Return every record exactly as written.

Material provided
···
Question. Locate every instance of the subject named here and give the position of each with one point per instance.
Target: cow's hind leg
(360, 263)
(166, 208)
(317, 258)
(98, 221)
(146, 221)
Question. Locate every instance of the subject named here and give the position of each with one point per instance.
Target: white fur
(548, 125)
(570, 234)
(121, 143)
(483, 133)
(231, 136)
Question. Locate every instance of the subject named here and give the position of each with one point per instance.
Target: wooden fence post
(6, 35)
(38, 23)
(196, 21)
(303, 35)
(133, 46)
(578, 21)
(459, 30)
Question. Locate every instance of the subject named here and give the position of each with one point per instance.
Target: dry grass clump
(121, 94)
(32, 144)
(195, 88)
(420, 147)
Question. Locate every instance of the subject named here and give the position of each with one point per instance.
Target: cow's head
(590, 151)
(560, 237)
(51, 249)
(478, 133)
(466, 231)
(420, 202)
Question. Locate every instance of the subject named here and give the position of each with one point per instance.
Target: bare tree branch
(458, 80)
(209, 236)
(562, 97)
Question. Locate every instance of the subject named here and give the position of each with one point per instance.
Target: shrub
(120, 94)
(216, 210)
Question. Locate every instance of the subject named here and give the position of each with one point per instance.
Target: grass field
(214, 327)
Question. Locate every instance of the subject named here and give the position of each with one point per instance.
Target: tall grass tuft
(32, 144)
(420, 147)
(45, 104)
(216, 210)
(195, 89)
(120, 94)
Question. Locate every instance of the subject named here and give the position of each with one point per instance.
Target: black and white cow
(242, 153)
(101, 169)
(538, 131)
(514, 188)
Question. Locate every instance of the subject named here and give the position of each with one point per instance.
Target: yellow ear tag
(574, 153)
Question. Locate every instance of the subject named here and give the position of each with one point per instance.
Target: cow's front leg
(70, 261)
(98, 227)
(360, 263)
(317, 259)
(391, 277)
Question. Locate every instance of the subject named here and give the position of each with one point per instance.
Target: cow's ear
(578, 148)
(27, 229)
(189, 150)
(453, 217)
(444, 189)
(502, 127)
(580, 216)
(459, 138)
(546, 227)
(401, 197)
···
The reply
Question. Locate every instance of the subject named here and give the position of each with one point per instance.
Target: cow's hind leg
(360, 263)
(166, 208)
(317, 258)
(98, 221)
(146, 221)
Question. Locate every instance of the subject named here and give the position of each with one point per instance.
Target: white fur
(548, 125)
(570, 234)
(121, 143)
(483, 133)
(231, 136)
Question. Locate every instance of the subject named here and give the position of each with one point per instance.
Target: wooden fence post
(6, 35)
(38, 23)
(196, 21)
(303, 35)
(133, 46)
(578, 21)
(459, 30)
Question. Locate every instance of the subject named here and give the position of each with one point per instance.
Target: dry grass clump
(121, 94)
(32, 144)
(195, 88)
(420, 147)
Question. Locate every instance of the subject named here and give the position of each with one point per instance.
Target: cow's head
(590, 151)
(560, 237)
(51, 249)
(478, 133)
(466, 231)
(420, 202)
Question. Locate every instance of the subject named here and give the position of each with one point per instance.
Target: bare tree branch
(458, 80)
(209, 236)
(562, 97)
Question. Locate every instance of the subject named here and give the position of each with one point per instance.
Target: shrub
(120, 94)
(216, 210)
Question. Locate every instance of the subject named here and give the position of each with one point per instance.
Target: grass field
(214, 327)
Question. Locate every instance of the subject named here and give the position of each with one point per instance.
Target: tall grass tuft
(32, 144)
(420, 147)
(45, 104)
(216, 210)
(195, 89)
(120, 94)
Question. Locate every instance of the subject named here and give the position of each with one point per instance.
Target: black and white cow
(242, 153)
(101, 169)
(538, 131)
(514, 188)
Question. Locate every instance of the subject named here and give the position of each with one point per instance.
Target: yellow ear tag
(574, 153)
Question. Locate every instance of the subject named here and give the position of each with one point per instance.
Target: cow's front leg
(70, 261)
(98, 227)
(360, 263)
(317, 259)
(391, 277)
Question. Locate every instance of the subject named here and give the position of each with one point per instance.
Target: cow's ear
(578, 148)
(27, 229)
(189, 150)
(453, 217)
(444, 189)
(502, 127)
(580, 216)
(459, 138)
(546, 227)
(401, 197)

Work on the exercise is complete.